──────── TEXT BLOCK

Workflow:DataExpert io Data engineer handbook Dimensional Data Modeling Environment Setup
| Knowledge Sources | |
|---|---|
| Domains | Data_Engineering, Data_Modeling, Docker |
| Last Updated | 2026-02-09 06:00 GMT |
Overview
End-to-end process for setting up a PostgreSQL-based development environment for dimensional and fact data modeling exercises using Docker Compose.
Description
This workflow provisions a local data engineering environment for Weeks 1 and 2 of the DataExpert.io intermediate bootcamp. It uses Docker Compose to spin up a PostgreSQL 14 database and PGAdmin web interface, automatically seeds the database with training data via a shell initialization script, and establishes connectivity through a browser-based SQL tool. The environment supports hands-on exercises in Slowly Changing Dimensions (SCD), cumulative table design, graph data modeling, fact tables, and deduplication patterns.
Usage
Execute this workflow when beginning the intermediate bootcamp curriculum and you need a pre-configured PostgreSQL environment with sample data for practicing dimensional and fact data modeling. This is the foundational setup that Weeks 1 (Dimensional Data Modeling) and 2 (Fact Data Modeling) depend upon.

────────────────
──────── DATA

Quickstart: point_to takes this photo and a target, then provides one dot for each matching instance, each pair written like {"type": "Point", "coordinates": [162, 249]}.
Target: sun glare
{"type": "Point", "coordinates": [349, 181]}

────────────────

> **OBJECTIVE**
Which version of PostgreSQL does the environment setup workflow start with Docker Compose?

> **TASK RESPONSE**
PostgreSQL 14